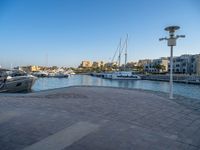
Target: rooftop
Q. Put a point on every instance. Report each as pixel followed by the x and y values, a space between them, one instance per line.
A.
pixel 89 118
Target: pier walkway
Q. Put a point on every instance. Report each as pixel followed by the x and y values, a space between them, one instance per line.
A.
pixel 98 118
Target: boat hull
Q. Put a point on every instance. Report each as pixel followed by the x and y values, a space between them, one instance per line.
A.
pixel 18 84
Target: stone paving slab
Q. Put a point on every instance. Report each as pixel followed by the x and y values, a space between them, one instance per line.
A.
pixel 126 119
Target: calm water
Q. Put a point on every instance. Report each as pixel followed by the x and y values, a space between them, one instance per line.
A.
pixel 187 90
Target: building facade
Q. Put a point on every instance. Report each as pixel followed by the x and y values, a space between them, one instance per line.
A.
pixel 157 65
pixel 97 64
pixel 186 64
pixel 86 64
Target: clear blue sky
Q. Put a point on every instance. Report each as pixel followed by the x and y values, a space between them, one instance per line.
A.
pixel 68 31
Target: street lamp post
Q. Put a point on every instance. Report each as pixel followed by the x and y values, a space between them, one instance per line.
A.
pixel 171 41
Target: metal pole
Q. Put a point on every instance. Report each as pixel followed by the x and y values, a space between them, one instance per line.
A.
pixel 171 74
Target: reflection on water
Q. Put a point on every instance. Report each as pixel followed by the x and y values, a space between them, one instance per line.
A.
pixel 187 90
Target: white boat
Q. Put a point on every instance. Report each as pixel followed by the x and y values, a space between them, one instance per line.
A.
pixel 58 75
pixel 40 74
pixel 20 83
pixel 122 75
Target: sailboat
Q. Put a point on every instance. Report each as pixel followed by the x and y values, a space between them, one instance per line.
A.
pixel 15 81
pixel 122 75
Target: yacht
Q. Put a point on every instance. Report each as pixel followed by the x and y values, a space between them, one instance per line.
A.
pixel 122 75
pixel 15 81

* * * * * * * * *

*The task:*
Could you transcribe the records above exactly, leaving out any pictures?

*Solution:*
Target: rooftop
Q. Put a point on every instance. Report each as pixel followed by the x and y values, a space between them, one instance per line.
A.
pixel 89 118
Target: pier walkway
Q. Put a point on every instance. Report each as pixel followed by the x and y values, a space between them, one instance per line.
A.
pixel 98 118
Target: boat hull
Q. Put a point on every instance. Report each as pixel followed by the x and y values, a space between them, one instance per line.
A.
pixel 18 84
Target: stone paving slab
Q. Put a point on every instance. Report each as pixel followed by the x and y values, a space between them, one instance per line.
A.
pixel 126 119
Target: calm water
Q. Put a point on every instance. Report each as pixel followed by the x and y values, a space between them, one instance per line.
A.
pixel 187 90
Target: building facade
Q. Put a point on every instance. Report each as pixel followed by the x and y values, a space between them, one instance per line.
A.
pixel 157 65
pixel 97 64
pixel 186 64
pixel 86 64
Target: clear blue sky
Q. Put a point on every instance. Report each as pixel followed by the x and y values, a space between them, one instance per line.
A.
pixel 68 31
Target: street lamp post
Q. Put a point on every instance. Report each as pixel followed by the x and y values, a space between them, one instance per line.
A.
pixel 171 41
Target: metal pole
Q. Put a point on every instance. Report each as pixel followed by the x and y values, a space between them, one instance per line.
A.
pixel 171 74
Target: reflection on water
Q. Put a point on every instance. Report each as pixel followed by the x and y values, a space between them, one instance per line.
A.
pixel 187 90
Target: white boat
Q. Put a point on every instance. Report each as pixel followed by the x and y values, a space between them, one instance per line.
A.
pixel 58 75
pixel 40 74
pixel 20 83
pixel 122 75
Target: sailboat
Q. Put a point on every instance. Report each as pixel followed by the x and y values, a space between them, one instance per line.
A.
pixel 15 81
pixel 122 75
Target: yacht
Q. Put a point on every instance. Report each as pixel followed by the x and y values, a space between them, one instance per line.
A.
pixel 122 75
pixel 15 81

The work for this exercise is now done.